EXTRACTED DATA:
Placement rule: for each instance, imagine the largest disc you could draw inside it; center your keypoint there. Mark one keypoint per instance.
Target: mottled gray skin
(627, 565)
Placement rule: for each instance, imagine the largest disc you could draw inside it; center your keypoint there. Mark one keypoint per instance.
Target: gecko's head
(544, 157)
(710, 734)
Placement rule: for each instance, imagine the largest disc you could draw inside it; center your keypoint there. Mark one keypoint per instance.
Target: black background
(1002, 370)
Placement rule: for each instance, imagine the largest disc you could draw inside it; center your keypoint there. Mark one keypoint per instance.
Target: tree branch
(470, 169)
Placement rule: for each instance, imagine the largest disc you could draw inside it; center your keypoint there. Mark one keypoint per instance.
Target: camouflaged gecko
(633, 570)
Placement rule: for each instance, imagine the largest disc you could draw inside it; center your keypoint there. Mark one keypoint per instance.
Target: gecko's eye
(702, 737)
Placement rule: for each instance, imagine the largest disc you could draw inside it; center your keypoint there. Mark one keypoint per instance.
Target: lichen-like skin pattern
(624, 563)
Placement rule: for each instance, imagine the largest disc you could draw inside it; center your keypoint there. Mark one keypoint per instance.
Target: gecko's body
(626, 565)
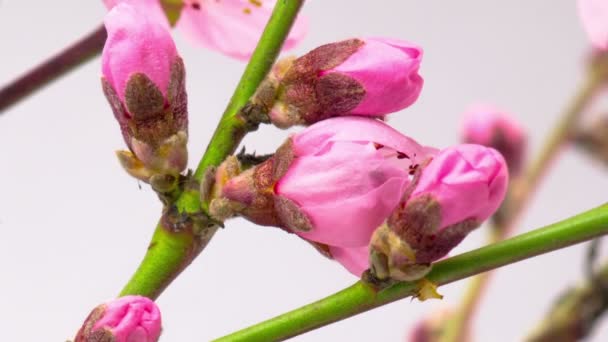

WHAT YOU WILL DO:
Every line in the data above needs to be given again exactly, pictures aside.

WORKED SOLUTION:
Placement rule: for each instance, imagine the largest disc you could draw inside it; center your keypoint there. Mark one keypoint per instance.
Target: mottled gray skin
(627, 565)
Placement rule: for each instance, imagine the largest disc you could draw inside it; center your keypoint there. Mark one keypoint per instance.
Target: gecko's head
(544, 157)
(710, 734)
Placement rule: for each instance, imagine the largest disc you could draw inside it; center your keypoint there. Mark one keypoint per instance.
Target: black background
(1002, 370)
Placement rule: for each instance, imagine the largest disc you could draw inside it; center your keypoint there. Mark one keypoint per instance.
Target: tree branch
(470, 169)
Placement rule: for each instance, imagine the largest disc you could draw inside it; center your keypoint there. Mark one keypoint per instance.
Target: camouflaged gecko
(633, 570)
Placement rule: for each instance, imagine the largest disc you could draw inside it; center your keypoint there. Mark one keypoint per instance.
Target: gecko's eye
(702, 737)
Placement rule: for each instance, imagine the largest disc you could draw inside it; center your keypoint there. Mark one keypoint per instance.
Target: lichen-like skin pattern
(624, 563)
Placement rule: for each instance, imagine the largest disc you could draw inside it; center your keypoint there. Mark one keypoint per instance.
Target: gecko's body
(626, 565)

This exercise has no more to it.